## What is expected
Please copy out every line in the entries that includes the word "dark".

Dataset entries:
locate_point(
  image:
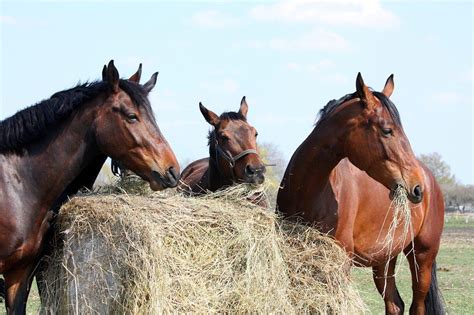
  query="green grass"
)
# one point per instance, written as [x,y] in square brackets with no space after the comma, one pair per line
[455,273]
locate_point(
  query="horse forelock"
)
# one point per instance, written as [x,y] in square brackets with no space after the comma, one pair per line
[333,105]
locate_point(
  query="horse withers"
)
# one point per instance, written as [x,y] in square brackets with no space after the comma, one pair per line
[233,156]
[342,178]
[50,150]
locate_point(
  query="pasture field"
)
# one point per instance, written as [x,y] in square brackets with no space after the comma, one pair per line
[455,272]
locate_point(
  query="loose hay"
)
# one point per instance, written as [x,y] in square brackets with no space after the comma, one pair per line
[217,254]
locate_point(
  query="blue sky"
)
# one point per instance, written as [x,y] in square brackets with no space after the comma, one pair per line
[289,58]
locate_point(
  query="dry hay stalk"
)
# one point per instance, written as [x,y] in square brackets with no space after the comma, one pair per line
[401,220]
[168,253]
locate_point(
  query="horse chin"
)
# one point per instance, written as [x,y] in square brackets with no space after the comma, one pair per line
[155,186]
[156,183]
[258,180]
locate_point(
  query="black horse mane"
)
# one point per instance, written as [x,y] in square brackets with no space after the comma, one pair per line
[35,121]
[332,105]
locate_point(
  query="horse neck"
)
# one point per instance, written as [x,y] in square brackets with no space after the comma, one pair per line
[320,153]
[216,179]
[58,158]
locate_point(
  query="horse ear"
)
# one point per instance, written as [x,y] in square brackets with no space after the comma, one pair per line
[151,83]
[104,73]
[112,76]
[210,116]
[389,86]
[244,108]
[137,75]
[364,93]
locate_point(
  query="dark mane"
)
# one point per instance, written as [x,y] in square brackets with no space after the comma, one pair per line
[211,137]
[332,105]
[35,121]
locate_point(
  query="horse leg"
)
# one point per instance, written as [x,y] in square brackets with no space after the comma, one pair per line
[421,266]
[387,287]
[18,284]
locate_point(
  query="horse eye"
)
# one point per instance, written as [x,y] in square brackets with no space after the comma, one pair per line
[387,131]
[132,117]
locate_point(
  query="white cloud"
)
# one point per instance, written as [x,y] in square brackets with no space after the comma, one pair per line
[322,65]
[226,85]
[317,39]
[9,20]
[365,13]
[450,98]
[214,19]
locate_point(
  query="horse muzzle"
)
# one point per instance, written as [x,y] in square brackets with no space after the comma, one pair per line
[169,180]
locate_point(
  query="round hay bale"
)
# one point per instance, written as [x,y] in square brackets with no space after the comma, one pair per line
[169,253]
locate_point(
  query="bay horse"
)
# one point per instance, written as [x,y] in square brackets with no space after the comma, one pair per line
[50,150]
[233,156]
[342,178]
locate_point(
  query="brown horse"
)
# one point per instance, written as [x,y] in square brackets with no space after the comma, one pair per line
[341,178]
[52,149]
[233,156]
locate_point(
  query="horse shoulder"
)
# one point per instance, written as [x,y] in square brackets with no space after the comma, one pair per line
[432,207]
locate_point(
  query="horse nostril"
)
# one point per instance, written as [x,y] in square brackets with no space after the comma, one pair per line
[417,193]
[173,176]
[249,170]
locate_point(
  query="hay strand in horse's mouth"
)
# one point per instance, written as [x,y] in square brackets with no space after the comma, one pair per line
[401,218]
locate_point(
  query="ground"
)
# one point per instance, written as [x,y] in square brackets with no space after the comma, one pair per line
[455,272]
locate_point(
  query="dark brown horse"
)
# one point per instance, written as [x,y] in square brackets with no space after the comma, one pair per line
[341,178]
[233,156]
[52,149]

## Written response
  query="dark mane"
  query="dark brown horse"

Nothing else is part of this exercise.